- **Problem details**: Repeat exactly each line of the data provided below.

- **Data records**:
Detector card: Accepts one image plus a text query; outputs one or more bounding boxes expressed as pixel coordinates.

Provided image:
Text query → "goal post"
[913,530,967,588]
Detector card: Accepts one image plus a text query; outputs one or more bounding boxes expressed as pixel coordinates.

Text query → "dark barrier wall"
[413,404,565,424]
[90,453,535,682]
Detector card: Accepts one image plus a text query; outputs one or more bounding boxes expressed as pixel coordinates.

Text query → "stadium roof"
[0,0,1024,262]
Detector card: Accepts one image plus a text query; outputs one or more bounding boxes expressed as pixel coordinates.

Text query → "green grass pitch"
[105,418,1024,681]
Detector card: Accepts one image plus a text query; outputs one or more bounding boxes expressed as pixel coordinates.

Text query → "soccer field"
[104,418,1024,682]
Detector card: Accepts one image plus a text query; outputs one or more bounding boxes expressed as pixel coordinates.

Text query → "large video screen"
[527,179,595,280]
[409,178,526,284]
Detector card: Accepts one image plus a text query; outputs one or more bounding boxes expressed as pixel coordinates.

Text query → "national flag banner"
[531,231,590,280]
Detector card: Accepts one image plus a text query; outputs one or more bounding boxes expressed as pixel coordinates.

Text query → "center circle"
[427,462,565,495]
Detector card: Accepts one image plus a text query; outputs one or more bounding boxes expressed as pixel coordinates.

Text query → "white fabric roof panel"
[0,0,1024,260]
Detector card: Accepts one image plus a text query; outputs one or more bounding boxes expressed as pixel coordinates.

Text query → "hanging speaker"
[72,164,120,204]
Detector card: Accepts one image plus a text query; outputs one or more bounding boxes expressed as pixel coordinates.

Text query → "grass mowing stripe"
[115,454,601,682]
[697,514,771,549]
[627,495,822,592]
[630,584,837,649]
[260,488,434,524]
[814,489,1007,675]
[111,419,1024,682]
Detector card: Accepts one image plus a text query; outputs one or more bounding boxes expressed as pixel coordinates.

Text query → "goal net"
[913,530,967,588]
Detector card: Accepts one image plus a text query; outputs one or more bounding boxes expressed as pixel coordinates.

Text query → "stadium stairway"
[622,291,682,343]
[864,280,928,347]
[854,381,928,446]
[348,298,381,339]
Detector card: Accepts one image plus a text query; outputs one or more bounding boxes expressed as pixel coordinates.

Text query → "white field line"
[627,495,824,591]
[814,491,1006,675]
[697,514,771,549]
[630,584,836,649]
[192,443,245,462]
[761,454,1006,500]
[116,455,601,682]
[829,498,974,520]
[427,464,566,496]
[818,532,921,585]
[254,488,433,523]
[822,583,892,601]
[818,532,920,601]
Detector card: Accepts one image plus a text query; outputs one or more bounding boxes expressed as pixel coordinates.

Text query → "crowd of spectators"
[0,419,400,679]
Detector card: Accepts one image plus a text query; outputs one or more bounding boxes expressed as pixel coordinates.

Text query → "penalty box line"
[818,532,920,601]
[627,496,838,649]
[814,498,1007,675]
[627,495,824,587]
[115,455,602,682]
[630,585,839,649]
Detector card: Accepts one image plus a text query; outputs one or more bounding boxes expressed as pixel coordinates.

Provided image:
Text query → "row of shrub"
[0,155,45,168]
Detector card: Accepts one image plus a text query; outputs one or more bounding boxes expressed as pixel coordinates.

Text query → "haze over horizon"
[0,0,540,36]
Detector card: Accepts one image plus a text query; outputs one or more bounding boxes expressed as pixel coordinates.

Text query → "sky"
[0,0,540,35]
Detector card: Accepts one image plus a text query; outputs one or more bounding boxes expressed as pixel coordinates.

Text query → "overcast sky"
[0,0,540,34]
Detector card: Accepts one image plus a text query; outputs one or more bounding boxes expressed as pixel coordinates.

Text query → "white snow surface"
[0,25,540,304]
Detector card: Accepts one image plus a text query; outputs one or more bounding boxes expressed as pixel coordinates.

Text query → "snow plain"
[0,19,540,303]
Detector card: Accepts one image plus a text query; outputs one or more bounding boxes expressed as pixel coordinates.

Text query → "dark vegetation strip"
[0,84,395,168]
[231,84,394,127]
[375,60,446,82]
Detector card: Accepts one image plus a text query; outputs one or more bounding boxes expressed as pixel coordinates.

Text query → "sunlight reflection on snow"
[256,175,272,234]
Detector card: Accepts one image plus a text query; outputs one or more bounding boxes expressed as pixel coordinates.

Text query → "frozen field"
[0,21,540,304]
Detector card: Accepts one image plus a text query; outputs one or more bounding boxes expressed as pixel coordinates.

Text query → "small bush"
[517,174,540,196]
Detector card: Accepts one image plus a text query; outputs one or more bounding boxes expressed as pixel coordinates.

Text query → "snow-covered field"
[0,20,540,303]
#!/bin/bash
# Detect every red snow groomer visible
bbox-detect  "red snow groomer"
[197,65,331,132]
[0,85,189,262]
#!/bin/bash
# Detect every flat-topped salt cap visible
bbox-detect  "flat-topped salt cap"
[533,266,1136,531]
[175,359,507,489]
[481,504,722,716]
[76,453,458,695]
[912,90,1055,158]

- **Problem solution**:
Detector card: Accepts one image plus a text query; outputs one or more bounding boxes expressed as pixel coordinates.

Provided image:
Text query → "goal post"
[913,530,967,588]
Detector card: Accepts one image plus a text query; outputs one or more bounding boxes expressed as pixel coordinates.

Text query → "dark barrier wall"
[413,404,565,424]
[90,453,535,682]
Detector card: Accepts one image plus a text query; outputs one or more bounding boxes expressed as pixel coordinates.

Text query → "stadium roof"
[0,0,1024,262]
Detector card: Accepts one image plus a text query; outputs one or more bounding boxes expressed as pixel coordinates.

Text query → "green grass pitch"
[105,418,1024,681]
Detector card: Accepts one image plus a text query; outputs one or more bounding boxes expressed as pixel coordinates.

Text query → "soccer field"
[104,418,1024,682]
Detector card: Accepts one image plus a text query; outputs one or more bounding boxes expressed as pixel coordinates.

Text query → "large video screen"
[527,179,595,280]
[409,178,526,284]
Detector card: Accepts one image plus a text query; outputs one or more bounding boxes expressed as pixel coordinates.

Text query → "national flag banner"
[531,231,590,280]
Detector card: Accepts one image plus a text query; outputs one or more bounding boxes expressed as pixel coordinates.

Text query → "center circle"
[427,462,565,495]
Detector card: Accepts one image plus a text query; outputs one or more bounding boxes expressed as pixel coordinates.

Text query → "white fabric roof panel"
[0,0,1024,260]
Detector card: Accepts one image plus a text query; outputs one or more bounding boxes expressed as pixel coordinates.

Text query → "hanging speaker"
[72,164,120,204]
Detector card: Accepts one image plus a text query; outputs one or more bounding boxes expressed as pixel coordinates.

Text query → "grass mowing stripe"
[115,454,601,682]
[697,514,771,549]
[627,495,822,592]
[630,584,837,649]
[260,488,434,524]
[814,489,1007,675]
[111,419,1024,682]
Detector card: Accepts one image plus a text query; outputs one or more bounding boxes expressed as pixel coordinates.

Text query → "goal net"
[913,530,967,588]
Detector card: Accepts one image plus a text query; outputs one or more bounding boxes expressed as pixel coordinates.

Text query → "stadium stairway"
[622,291,682,343]
[864,280,928,347]
[854,381,928,446]
[348,298,381,339]
Detector card: Accepts one image plus a text query; outputs one or more bounding boxes expressed as pixel coordinates.

Text query → "white field line"
[627,495,824,591]
[814,491,1006,675]
[697,514,771,549]
[630,584,836,649]
[192,443,245,462]
[761,454,1006,500]
[116,455,601,682]
[829,498,974,520]
[427,464,566,496]
[818,532,921,585]
[254,488,433,523]
[822,583,892,601]
[818,532,920,601]
Detector card: Accepts one image plus a text query; outputs one or more bounding boxes expressed as pixel coordinates.

Text query → "crowd of spectators"
[0,419,400,679]
Detector card: Accepts one image plus a text query; outputs one or more bounding boxes expressed as pixel coordinates.

Text query → "penalty box line"
[818,532,920,601]
[627,496,838,649]
[814,498,1007,675]
[627,495,824,587]
[115,455,602,682]
[630,585,839,649]
Detector card: Accepts one image plus a text query; outputs one or more bounding boxes expressed as pixel coordinates.

Provided image:
Text query → "row of shrub"
[0,155,45,168]
Detector card: Accepts one image plus a text query; outputs one or more bounding boxes expressed as pixel coordinates.

Text query → "haze over horizon"
[0,0,540,36]
Detector card: Accepts one image plus a text query; outputs one or more bounding boxes expressed as pixel coordinates.

Text query → "sky"
[0,0,540,35]
Detector card: Accepts one image plus a text query; outputs one or more bounding boxes expressed as pixel coordinates.

Text query → "overcast sky"
[0,0,540,34]
Detector card: Accepts one image plus a text query; outputs one or more bounding boxes expressed as pixel coordinates.

Text query → "white snow surface"
[0,25,540,304]
Detector card: Accepts one image plus a text query; outputs one or more bounding boxes expressed as pixel coordinates.

Text query → "snow plain"
[0,19,540,303]
Detector card: Accepts one image plus a text query; outputs one or more bounding boxes expressed as pixel coordinates.

Text query → "dark vegetation strip"
[0,84,395,168]
[231,84,394,127]
[375,60,446,82]
Detector card: Accepts one image plus a text query; outputs one or more bounding boxes expressed as pixel coordinates.

Text query → "sunlight reflection on snow"
[256,175,272,234]
Detector card: Accepts one image plus a text query; outputs one or more bounding boxes expressed as pixel coordinates.

Text query → "frozen field"
[0,21,540,304]
Detector card: Accepts one image plus a text query; outputs one or more bounding boxes expressed as pixel coordinates.

Text query → "small bush"
[517,174,540,196]
Detector card: Accepts one image plus a text query; outputs one or more bounding boxes expressed as pixel coordinates.

Text query → "snow-covered field"
[0,20,540,303]
#!/bin/bash
# Detect every red snow groomer visible
bbox-detect  "red snow groomer"
[197,65,331,132]
[0,85,189,262]
#!/bin/bash
# Detect every flat-topped salt cap visible
bbox-detect  "flat-topped salt cap"
[533,266,1136,531]
[175,359,507,489]
[481,504,722,716]
[76,453,458,695]
[912,90,1055,158]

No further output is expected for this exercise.